[[ Data section, beginning ]]
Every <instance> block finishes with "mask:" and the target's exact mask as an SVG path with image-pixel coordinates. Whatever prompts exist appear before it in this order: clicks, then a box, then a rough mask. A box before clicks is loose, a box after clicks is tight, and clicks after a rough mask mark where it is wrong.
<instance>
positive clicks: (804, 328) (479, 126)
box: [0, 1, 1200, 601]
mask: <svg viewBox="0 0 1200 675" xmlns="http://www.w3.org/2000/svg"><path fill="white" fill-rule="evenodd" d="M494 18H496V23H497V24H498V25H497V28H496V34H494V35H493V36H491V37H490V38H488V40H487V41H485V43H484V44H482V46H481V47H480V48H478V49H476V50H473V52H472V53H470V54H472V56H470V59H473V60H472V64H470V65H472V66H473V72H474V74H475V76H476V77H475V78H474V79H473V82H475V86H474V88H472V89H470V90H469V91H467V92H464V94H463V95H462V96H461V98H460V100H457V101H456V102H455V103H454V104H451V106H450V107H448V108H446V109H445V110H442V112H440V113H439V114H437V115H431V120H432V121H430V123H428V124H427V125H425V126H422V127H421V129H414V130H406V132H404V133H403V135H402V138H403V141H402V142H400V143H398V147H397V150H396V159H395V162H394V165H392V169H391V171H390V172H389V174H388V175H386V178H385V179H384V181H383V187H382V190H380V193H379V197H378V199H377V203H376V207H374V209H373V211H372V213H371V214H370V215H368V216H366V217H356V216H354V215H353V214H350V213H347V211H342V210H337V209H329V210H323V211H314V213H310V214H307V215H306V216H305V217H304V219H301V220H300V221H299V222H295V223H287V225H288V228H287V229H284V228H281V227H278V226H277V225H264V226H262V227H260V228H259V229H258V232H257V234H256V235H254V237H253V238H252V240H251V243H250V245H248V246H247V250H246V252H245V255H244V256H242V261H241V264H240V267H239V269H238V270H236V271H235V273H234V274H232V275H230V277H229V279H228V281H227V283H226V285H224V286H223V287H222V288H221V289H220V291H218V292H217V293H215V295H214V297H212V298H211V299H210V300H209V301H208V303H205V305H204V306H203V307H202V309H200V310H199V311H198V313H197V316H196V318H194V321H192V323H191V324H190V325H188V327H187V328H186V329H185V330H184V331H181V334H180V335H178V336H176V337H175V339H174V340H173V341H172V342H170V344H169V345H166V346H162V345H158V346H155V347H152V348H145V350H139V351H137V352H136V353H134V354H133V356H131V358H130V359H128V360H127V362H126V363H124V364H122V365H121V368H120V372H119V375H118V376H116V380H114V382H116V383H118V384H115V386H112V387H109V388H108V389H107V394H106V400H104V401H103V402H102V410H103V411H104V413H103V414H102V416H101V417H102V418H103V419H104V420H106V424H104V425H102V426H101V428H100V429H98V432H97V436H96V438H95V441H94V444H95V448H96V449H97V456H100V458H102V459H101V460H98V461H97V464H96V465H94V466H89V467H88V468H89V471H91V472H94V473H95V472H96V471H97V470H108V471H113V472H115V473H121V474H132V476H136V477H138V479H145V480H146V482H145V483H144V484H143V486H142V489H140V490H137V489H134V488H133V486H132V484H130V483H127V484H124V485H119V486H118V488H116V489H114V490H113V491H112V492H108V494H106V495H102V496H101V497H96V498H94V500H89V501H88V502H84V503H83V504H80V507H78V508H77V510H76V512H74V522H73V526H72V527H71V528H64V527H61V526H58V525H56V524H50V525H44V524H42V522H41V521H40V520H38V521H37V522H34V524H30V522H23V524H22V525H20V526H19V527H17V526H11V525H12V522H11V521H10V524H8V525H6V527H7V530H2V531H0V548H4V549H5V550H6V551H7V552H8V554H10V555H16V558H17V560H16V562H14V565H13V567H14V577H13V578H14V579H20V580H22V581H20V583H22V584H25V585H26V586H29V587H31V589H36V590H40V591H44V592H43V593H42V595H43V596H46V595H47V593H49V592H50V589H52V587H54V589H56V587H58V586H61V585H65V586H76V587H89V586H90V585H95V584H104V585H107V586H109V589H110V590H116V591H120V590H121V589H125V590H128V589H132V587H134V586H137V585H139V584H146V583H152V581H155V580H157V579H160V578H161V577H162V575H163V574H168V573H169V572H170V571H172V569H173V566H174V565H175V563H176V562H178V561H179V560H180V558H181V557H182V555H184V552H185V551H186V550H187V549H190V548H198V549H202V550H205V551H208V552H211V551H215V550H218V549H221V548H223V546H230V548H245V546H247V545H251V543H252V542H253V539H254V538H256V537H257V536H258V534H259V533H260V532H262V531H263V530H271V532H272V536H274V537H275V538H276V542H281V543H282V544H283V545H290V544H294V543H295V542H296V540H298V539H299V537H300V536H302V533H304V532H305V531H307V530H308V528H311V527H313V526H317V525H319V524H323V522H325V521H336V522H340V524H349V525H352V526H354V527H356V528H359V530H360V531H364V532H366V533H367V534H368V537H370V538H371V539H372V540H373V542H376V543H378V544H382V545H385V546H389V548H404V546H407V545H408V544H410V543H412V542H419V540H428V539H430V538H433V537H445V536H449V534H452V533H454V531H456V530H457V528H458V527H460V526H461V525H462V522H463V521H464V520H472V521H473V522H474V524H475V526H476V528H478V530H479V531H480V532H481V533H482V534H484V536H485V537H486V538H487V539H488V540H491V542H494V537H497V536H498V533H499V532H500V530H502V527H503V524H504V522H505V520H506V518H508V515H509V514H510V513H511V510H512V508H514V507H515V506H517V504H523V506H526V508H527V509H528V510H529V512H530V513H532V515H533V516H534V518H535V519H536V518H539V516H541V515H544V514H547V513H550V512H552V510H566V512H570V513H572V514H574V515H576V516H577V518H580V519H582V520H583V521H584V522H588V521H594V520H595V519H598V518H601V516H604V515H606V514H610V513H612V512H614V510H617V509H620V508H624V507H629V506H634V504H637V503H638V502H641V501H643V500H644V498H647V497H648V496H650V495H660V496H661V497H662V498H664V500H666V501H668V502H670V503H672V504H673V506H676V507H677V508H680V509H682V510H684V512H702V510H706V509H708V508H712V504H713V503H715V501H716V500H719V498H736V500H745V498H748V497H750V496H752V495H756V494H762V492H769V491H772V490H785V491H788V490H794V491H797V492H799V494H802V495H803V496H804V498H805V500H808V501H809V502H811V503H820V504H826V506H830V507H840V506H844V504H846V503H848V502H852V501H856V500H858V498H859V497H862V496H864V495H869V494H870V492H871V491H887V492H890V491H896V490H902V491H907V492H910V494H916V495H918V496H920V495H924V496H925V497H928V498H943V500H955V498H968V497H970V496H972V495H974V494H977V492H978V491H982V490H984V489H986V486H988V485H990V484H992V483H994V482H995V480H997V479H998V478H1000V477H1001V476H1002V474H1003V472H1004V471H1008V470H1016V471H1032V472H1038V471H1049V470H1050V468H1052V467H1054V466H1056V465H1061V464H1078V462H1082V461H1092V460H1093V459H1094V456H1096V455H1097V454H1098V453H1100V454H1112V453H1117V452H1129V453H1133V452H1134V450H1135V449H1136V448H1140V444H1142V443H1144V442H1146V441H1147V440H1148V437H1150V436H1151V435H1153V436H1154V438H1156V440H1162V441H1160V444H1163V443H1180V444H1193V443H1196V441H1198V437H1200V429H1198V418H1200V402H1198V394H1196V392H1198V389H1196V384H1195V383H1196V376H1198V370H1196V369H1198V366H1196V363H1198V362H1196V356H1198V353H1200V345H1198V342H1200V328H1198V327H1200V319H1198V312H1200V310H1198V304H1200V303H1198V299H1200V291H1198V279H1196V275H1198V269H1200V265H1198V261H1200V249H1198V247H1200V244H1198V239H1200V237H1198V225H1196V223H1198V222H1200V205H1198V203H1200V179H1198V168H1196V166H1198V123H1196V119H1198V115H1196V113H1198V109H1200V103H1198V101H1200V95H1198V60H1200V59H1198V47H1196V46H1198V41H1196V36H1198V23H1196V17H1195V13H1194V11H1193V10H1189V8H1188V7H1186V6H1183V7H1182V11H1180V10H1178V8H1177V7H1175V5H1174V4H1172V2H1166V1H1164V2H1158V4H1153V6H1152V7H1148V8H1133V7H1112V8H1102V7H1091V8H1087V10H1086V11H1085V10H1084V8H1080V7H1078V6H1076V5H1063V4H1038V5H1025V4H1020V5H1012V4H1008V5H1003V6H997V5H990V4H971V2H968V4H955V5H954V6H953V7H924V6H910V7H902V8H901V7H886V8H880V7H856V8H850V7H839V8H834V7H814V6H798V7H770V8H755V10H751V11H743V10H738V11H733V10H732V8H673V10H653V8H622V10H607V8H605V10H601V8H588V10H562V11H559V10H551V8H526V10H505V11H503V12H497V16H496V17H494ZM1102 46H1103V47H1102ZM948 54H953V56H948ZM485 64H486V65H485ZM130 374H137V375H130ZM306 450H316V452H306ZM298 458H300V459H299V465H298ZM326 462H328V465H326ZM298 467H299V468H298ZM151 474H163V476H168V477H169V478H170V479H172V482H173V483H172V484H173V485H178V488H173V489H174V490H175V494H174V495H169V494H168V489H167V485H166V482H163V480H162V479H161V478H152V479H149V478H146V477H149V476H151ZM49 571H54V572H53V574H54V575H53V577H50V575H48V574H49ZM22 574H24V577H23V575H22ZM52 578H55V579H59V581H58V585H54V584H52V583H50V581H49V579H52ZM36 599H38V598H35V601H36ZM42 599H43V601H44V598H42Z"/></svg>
[[ Data section, end ]]
* **What is being asked**:
If a line in the entries contains "instance", copy it.

* **Exercise response**:
Every <instance> block finishes with "mask:" and the target's exact mask as an SVG path with image-pixel coordinates. Whatever prompts exist appear before it in this order: clicks, then a box, then a rough mask. A box before clicks is loose, a box after clicks is tight, and clicks after a rough mask mark where it is wrong.
<instance>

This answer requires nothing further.